- **Exercise directions**
I would like you to output every record below exactly, apart from the pictures.

Region pointing data:
————————

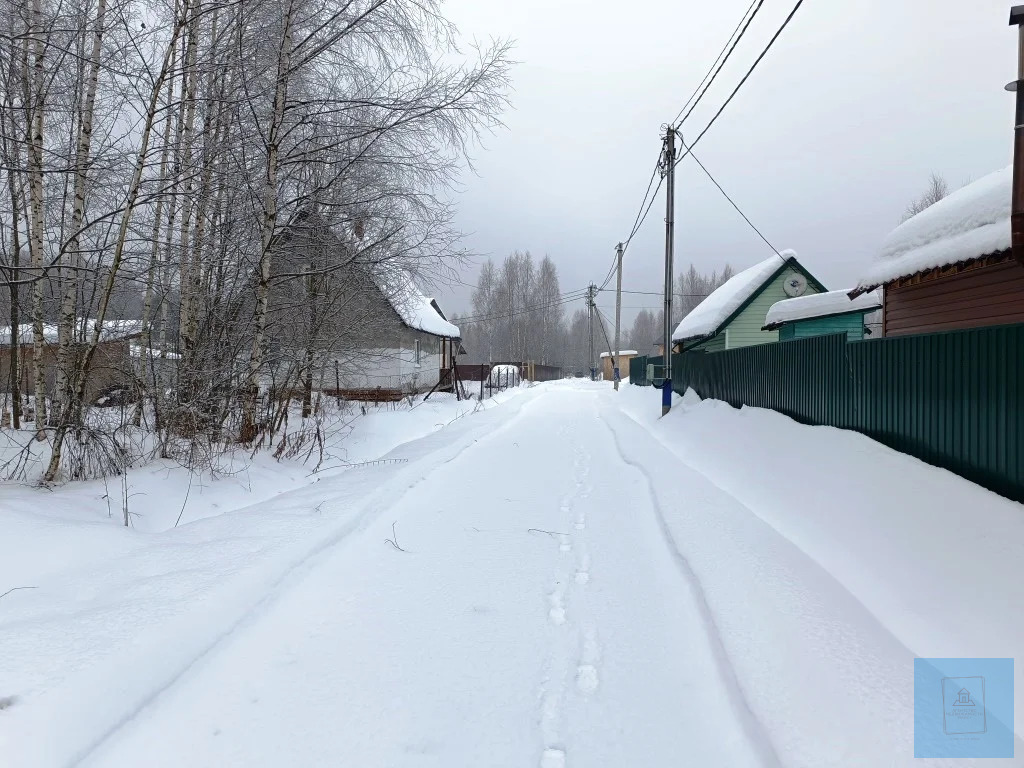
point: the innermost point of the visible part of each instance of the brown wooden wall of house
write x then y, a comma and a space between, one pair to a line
990, 295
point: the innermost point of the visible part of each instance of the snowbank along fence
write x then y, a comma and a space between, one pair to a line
954, 399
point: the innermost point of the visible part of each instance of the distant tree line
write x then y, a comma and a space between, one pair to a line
519, 313
154, 158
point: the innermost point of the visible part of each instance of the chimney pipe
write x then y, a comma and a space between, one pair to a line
1017, 209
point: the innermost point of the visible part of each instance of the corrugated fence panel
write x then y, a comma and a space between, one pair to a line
953, 398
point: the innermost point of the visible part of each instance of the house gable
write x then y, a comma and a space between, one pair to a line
744, 329
852, 324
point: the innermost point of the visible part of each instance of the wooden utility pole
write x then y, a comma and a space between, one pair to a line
619, 313
591, 290
669, 171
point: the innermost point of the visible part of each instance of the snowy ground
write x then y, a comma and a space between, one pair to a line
560, 580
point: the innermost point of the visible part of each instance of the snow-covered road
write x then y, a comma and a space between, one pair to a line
535, 617
543, 584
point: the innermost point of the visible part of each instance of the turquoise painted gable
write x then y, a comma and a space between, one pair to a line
852, 324
745, 330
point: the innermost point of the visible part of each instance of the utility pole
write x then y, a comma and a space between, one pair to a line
669, 172
619, 312
591, 290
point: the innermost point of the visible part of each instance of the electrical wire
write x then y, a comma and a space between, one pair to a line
677, 122
732, 202
564, 299
662, 293
740, 84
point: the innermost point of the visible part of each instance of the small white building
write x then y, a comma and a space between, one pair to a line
409, 350
608, 367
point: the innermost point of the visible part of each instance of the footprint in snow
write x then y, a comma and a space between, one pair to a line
587, 680
553, 758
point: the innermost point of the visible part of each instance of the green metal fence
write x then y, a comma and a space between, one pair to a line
953, 399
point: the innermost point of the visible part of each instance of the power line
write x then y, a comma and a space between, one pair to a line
564, 299
677, 122
740, 85
732, 202
662, 293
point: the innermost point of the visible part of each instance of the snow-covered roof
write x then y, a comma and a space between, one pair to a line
711, 313
819, 305
970, 223
112, 330
416, 310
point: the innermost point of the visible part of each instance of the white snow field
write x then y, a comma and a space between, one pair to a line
559, 581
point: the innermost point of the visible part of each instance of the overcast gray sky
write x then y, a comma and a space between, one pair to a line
840, 126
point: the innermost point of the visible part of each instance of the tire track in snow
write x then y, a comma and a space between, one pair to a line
753, 728
307, 562
555, 685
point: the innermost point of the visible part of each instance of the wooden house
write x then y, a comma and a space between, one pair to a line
370, 330
950, 266
822, 313
733, 315
113, 365
607, 364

————————

- **Completed exercise**
point: the innermost point of the visible part of each instance of the brown wooden wall of house
write x then y, a comma and a space between, one pair to a line
990, 295
point: the innermost point of the visible part of each instance of the snowbank along fence
write x then y, a comma and a space between, one pair to a line
954, 399
point: the innermost point of the visible part of each instance of the distant tree line
write x then y, a comma and a space between, one pair to a line
519, 313
154, 158
point: the innermost point of the visible part of each instance of the chimney pipe
write x then y, a comma and a space between, one pair to a line
1017, 209
point: the innermost point of the visible part of each instance of the corrugated fence panel
write x then y, a comma and a space between, one pair to a line
953, 398
point: the innermost point of the visible part of each instance of the house gable
write x then y, a comma and a space between, one pair to a line
744, 329
852, 324
point: the innermost point of the visible part of each instance of the wooden utility pole
write x then y, a comma and a space between, one pair to a line
619, 313
591, 290
669, 171
point: the innermost point of the visible part of each instance of the snowy ground
write x then y, a comma and a space between, one pair to a line
560, 580
point: the innermost point of the visible part of each instance of the snow-covered road
write x then y, a comma and a space between, one pair to a line
535, 617
543, 584
point: the innermost point of the visible part of each instance of the turquoise painted gable
write x then y, a comma and a space between, one pair to a line
852, 324
745, 330
point: the innermost point of the visible part of each instance of the utility pole
write x then y, a comma and a space between, one pair to a line
669, 172
619, 312
591, 290
point: the innermost point of the visible part of each instance of the electrical wire
write x then y, a comma and a space between, one pair to a line
677, 122
732, 202
564, 299
662, 293
740, 84
point: the innermost point of the visible part of each instance of the small white building
write x then y, a comma and a space between, one pair to a line
409, 350
608, 367
point: the innermost point of the visible part of each instance of the footprint in snow
write x then y, a comma and a space between, one pair to a line
587, 680
553, 758
point: the innermost point of the visible part of each instance of the green metal fence
write x then y, a comma and a space between, one pair to a line
953, 399
point: the innermost point of the visible part of each instance of the power line
write x then y, a comma and a space between, one pair to a line
564, 299
677, 122
740, 85
732, 202
662, 293
point: the innermost point of the visible part of each instance of the snow-covered roof
write x then y, a comma and a space between, one pair to a line
711, 313
819, 305
970, 223
112, 330
416, 310
point: the innermost point of the visible part of each instance of the white snow field
write x then y, a comma and a space between, one pair to a line
559, 581
point: the innermost point of the visible part of each instance of the overcast gray sky
write x then y, a comma and a space between, one pair to a line
840, 126
point: the innermost point of the visible part of each instance of the tire track in snow
write x then y, a comma and a space between, one pair to a line
753, 728
307, 562
555, 685
point: the innermost point of the visible part of each instance of the wooden house
write x then y, a comma and a space between, one pair to a line
370, 330
950, 266
822, 313
733, 315
113, 365
607, 364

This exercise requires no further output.